#### Extract to read:
--- START ---
Yeah, so let me clarify this. I think we need to work on getting people to understand that the test centers are not standalone facilities driving the business; they simply support the sales reps. So, when we start getting more traction and our team expands, we will be able to provide additional metrics. The metrics will be traditional metrics focusing on the performance of the sales team, not really test center-centered. So, we do track and we assess how our entire sales team is doing. We look for improvements and ensure that people are productive in the targeted regions. We don’t expect to abandon particular geographies that are not delivering results; rather, we intend to build or improve sales engagement in that territory. I hope that helps clarify the distinction between understanding the center and how it serves as a mechanism where procedures are performed. The real action is really happening at the physicians' offices as sales reps call on physicians and drive patients to us.
Understood. Okay. Thank you. I’ll hop back in the queue.
Yeah, thanks a lot.
[Operator Instructions] We’ll hear next from Ed Woo with Ascendiant Capital.
Yeah. Congratulations on the quarter. With a very strong balance sheet and obviously, a lot of volatility in the capital markets out there, are you seeing more opportunities with companies whose products might be interested in your technology or products that are particularly interesting to you guys as evaluations come down significantly in the past couple of months?
We are – we do have an active business development process. One of the things I didn’t get a chance to mention is that we hired a very accomplished Vice President of Business Strategy and Development who will help focus our activities on the BD side as well as product strategy. I wouldn’t say that necessarily we are at the point on any of these where we can confirm any actionable progress. But, it’s fair to expect that given the volatility of evaluations, they would be attractive. We are very excited about opportunities that we are starting to see in areas that are synergistic with our current work, particularly in the smart device technologies that are potentially synergistic with our efforts on the digital health side. So, stay tuned. We really are excited about the opportunities in front of us.
--- END ---
#### Data extract:
--- START ---
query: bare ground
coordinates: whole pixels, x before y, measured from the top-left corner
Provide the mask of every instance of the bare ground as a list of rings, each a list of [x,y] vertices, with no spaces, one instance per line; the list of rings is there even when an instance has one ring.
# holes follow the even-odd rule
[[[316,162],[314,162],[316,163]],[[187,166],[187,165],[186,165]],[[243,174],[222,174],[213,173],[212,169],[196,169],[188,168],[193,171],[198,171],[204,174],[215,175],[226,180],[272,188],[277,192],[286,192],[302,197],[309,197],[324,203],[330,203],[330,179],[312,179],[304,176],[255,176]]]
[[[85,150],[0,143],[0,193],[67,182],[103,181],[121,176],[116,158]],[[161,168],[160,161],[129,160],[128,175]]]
--- END ---
#### Exercises to complete:
a) Please write out the part of the earnings call transcript that begins at the words "Yeah, thanks a" and stops after "couple of months?".
b) Carry the earnings call transcript on from its last sentence.
The listing is separate material from the earnings call transcript.

#### Answers to the problems:
a)
Yeah, thanks a lot.
[Operator Instructions] We’ll hear next from Ed Woo with Ascendiant Capital.
Yeah. Congratulations on the quarter. With a very strong balance sheet and obviously, a lot of volatility in the capital markets out there, are you seeing more opportunities with companies whose products might be interested in your technology or products that are particularly interesting to you guys as evaluations come down significantly in the past couple of months?

b)
Great. Thanks for answering my question. Wish you guys good luck. Thank you.
Okay. Thanks, Ed.
Thanks, Ed.
Thank you. And that does conclude today’s question-and-answer session. I would like to turn the conference back over to Dr. Aklog for any additional or closing remarks.
All right. Thanks, operator. And hey, thank you all for joining us today and for, as always, great questions. We look forward to keeping you abreast of our progress through news releases and periodic calls such as this one. As always, the best way to keep up with PAVmed news, updates and events is to sign up for our email alerts on our investor relations website and to follow us on social media on Twitter, LinkedIn and YouTube, and the rest of our websites. Also feel free to contact our VP of Investor Relations Adrian Miller at adrianmiller@pavmed.com with questions. So, again, thank you all again and have a great rest of the evening.
Thank you. And that concludes today's conference. We thank you all for your participation. You can now disconnect.